◆ **Stated goal**: Show every line of the listing below that contains the word "foliage". Matching is case-sensitive.

(Entries from a pointing dataset)
--- start ---
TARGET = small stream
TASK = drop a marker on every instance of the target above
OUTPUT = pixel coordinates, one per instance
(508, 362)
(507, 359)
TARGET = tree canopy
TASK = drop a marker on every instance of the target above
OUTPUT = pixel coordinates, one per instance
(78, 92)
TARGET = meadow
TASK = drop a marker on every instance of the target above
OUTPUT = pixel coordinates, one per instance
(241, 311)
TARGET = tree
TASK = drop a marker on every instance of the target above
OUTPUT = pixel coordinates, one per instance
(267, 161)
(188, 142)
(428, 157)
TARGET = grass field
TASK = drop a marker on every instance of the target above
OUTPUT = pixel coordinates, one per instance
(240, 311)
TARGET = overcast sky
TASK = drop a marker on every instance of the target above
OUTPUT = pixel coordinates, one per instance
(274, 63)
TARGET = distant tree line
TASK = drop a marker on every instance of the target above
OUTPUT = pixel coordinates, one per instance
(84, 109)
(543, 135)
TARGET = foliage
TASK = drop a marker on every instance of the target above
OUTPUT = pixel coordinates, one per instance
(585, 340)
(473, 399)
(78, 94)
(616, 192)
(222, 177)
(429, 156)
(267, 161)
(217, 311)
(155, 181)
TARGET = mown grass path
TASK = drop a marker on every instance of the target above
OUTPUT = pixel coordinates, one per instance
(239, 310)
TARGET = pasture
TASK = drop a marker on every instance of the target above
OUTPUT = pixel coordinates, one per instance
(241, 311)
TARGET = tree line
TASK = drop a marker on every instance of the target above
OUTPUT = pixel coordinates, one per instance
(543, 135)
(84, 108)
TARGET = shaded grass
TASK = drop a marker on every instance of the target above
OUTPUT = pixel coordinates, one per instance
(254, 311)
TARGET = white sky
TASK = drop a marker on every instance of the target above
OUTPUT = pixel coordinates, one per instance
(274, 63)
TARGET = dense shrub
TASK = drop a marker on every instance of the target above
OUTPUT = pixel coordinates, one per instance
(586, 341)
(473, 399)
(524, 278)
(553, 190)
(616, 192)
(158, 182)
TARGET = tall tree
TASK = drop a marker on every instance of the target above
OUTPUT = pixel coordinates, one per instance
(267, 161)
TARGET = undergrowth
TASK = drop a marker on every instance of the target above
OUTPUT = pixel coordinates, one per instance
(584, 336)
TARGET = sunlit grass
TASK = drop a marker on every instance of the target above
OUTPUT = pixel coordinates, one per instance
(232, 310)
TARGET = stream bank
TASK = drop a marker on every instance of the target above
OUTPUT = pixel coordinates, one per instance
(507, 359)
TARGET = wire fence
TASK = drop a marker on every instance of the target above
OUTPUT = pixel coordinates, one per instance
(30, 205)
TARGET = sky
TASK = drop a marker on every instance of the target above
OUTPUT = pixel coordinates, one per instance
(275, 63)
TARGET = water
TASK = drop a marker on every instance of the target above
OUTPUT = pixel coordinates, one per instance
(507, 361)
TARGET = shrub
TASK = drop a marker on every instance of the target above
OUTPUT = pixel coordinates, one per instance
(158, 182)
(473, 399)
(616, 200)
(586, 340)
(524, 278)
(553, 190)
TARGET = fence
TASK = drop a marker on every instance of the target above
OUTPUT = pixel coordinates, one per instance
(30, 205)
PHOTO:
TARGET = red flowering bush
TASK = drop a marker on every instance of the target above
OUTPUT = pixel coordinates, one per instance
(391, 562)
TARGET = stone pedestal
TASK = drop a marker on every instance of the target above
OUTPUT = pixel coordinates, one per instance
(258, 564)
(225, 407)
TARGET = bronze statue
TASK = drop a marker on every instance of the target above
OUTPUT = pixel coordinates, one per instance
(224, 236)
--- end ---
--- start ---
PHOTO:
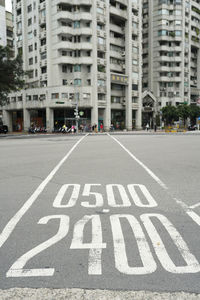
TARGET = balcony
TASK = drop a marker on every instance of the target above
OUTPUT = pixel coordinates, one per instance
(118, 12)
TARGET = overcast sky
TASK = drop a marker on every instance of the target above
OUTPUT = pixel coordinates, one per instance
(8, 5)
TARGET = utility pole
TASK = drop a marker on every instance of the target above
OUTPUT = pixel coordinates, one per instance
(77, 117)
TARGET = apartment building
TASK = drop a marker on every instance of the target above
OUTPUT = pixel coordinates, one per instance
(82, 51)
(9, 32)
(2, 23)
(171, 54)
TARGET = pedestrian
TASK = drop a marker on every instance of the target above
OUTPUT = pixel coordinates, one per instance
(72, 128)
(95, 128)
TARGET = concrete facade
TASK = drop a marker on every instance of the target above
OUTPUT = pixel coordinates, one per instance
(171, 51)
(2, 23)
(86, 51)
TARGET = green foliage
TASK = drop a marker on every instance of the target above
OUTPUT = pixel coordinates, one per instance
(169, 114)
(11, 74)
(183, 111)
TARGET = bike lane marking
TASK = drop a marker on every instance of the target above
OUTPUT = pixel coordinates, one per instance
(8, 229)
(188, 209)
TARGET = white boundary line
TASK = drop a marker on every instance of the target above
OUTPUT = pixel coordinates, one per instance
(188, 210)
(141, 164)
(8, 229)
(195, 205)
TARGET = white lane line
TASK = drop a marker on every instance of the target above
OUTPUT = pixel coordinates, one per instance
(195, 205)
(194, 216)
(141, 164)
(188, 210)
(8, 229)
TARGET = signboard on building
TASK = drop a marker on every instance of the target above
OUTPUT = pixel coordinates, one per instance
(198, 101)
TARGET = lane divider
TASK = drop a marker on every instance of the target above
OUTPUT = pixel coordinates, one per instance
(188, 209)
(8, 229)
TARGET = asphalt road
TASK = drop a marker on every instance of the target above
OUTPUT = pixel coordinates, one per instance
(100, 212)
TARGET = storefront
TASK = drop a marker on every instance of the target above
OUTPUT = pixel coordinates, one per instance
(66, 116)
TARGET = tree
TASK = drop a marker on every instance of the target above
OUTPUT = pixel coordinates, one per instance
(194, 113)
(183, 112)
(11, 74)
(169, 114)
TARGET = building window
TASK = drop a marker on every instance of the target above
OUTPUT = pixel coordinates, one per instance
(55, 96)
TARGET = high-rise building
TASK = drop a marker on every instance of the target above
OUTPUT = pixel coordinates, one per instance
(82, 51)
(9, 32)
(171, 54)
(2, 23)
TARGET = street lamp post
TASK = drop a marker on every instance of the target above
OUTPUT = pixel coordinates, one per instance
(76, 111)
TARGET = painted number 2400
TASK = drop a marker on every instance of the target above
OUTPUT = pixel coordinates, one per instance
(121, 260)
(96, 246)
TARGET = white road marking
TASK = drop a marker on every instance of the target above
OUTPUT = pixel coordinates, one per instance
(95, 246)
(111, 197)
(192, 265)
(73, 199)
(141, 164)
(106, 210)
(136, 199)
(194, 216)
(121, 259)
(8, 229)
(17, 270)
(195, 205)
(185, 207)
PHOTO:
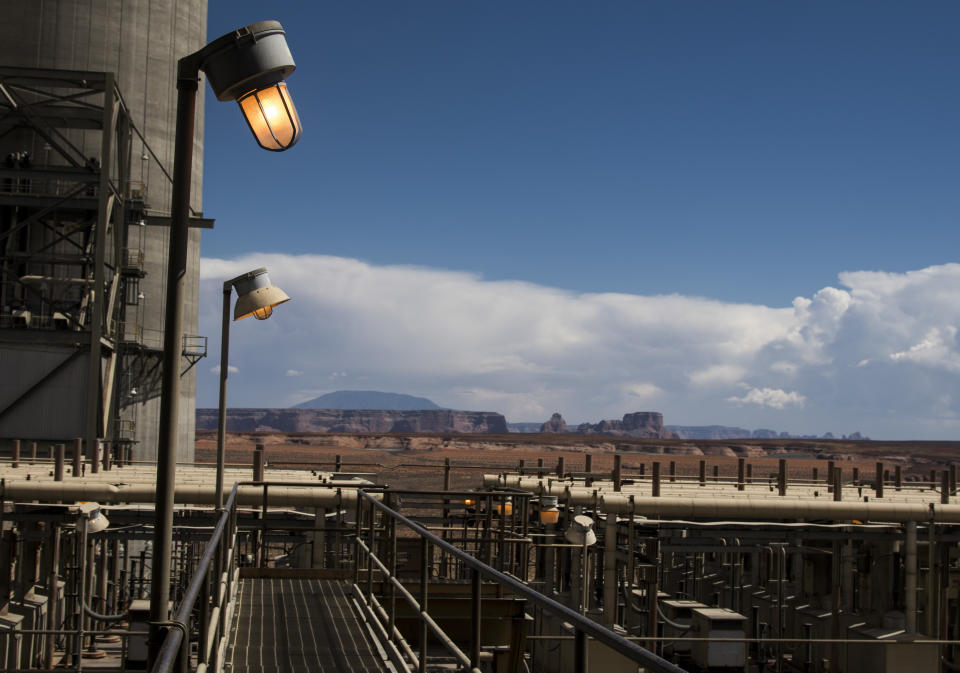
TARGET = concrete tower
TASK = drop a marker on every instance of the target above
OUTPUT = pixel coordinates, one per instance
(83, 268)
--- end ---
◆ **Response to this task**:
TARGET = foliage
TARGET = green foliage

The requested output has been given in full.